Present the lines from the one containing "Can you see the windshield" through the final line as a numbered list, omitting any blank lines.

>> Start GIVEN RECORDS

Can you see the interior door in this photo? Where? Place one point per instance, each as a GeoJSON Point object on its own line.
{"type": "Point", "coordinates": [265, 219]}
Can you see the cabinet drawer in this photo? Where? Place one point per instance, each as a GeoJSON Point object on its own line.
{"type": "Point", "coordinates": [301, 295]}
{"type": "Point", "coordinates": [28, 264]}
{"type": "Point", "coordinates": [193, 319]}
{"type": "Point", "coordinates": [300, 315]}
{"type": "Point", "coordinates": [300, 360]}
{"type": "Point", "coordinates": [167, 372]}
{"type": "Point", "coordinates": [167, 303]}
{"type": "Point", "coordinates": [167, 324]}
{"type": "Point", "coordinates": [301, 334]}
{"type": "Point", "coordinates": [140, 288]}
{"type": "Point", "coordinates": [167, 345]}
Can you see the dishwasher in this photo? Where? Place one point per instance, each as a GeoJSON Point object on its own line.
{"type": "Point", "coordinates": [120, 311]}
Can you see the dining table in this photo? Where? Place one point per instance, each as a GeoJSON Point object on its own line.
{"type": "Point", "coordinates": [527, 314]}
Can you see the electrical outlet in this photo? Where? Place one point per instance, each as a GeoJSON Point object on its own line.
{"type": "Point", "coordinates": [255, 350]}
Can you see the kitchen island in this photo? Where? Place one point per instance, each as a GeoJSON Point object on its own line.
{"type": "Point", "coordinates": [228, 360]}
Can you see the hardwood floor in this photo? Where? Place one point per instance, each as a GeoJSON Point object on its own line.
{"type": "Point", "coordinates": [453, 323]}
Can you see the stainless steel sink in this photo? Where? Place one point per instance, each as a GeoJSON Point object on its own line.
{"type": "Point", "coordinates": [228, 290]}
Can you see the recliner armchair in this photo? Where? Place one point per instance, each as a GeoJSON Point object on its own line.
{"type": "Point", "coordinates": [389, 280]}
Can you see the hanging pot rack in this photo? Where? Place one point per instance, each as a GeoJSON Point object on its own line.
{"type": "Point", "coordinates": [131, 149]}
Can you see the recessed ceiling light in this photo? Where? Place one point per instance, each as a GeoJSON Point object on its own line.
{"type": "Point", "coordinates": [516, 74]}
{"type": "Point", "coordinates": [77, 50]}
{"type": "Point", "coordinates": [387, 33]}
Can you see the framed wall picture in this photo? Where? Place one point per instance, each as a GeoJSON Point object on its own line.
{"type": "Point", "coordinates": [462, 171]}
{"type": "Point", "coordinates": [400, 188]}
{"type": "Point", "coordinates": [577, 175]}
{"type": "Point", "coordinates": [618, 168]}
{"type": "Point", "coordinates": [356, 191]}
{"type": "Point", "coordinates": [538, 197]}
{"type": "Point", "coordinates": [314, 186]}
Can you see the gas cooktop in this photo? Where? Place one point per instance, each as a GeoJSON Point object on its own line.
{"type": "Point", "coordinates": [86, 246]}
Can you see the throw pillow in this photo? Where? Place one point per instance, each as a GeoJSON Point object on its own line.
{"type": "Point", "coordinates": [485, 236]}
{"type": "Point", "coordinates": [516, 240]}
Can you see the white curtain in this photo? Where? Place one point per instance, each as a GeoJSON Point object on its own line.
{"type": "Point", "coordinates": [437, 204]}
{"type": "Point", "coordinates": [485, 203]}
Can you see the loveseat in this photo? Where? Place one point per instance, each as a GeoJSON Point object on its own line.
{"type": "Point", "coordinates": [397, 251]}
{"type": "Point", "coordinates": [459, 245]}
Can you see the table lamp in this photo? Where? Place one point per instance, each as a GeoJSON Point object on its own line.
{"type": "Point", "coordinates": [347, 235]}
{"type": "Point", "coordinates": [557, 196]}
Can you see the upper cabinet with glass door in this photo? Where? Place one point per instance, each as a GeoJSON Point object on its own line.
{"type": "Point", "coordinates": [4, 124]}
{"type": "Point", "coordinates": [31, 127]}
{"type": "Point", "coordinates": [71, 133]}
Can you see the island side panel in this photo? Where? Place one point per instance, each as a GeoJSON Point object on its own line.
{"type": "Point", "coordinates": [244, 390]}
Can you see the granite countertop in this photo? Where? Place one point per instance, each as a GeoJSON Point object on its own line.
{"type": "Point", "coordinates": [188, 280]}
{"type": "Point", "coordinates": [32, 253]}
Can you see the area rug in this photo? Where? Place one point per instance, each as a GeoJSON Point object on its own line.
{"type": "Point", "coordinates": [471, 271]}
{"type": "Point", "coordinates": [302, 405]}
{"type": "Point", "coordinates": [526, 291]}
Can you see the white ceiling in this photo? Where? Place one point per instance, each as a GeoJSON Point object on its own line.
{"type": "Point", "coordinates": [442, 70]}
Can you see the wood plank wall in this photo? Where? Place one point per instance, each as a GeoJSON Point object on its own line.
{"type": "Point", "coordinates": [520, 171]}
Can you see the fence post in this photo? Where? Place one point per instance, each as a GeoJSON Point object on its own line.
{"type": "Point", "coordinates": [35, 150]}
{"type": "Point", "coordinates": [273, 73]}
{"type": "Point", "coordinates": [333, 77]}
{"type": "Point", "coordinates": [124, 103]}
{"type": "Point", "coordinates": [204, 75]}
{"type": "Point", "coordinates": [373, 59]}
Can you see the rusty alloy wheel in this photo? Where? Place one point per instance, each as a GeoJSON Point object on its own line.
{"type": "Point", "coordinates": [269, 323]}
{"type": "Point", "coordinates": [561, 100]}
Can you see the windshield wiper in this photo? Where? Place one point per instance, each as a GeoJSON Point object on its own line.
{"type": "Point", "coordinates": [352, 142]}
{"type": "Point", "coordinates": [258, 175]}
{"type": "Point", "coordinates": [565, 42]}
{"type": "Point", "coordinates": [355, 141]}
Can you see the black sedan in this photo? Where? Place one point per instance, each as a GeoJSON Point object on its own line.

>> End GIVEN RECORDS

> [RESPONSE]:
1. Can you see the windshield wiper in this photo? Where? Place one point per instance, each as a GeoJSON Point object on its own line.
2. {"type": "Point", "coordinates": [352, 142]}
3. {"type": "Point", "coordinates": [258, 175]}
4. {"type": "Point", "coordinates": [565, 42]}
5. {"type": "Point", "coordinates": [355, 141]}
6. Can you see the black sedan in this photo? Where? Place one point per instance, each as a GeoJSON Point object on its own line.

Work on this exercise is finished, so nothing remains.